**Short task**
Format these lines as a JSON list of strings, one string per line, leaving out any blank lines.

**Records for processing**

──────────

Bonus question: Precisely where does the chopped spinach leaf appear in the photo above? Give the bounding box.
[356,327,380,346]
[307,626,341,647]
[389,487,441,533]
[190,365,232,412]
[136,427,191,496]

──────────

**Exercise result**
[
  "Bonus question: Precisely where does the chopped spinach leaf appear in the photo above? Give the bounding box.",
  "[356,327,380,346]",
  "[307,626,341,647]",
  "[389,487,441,533]",
  "[190,365,232,412]",
  "[136,427,191,496]"
]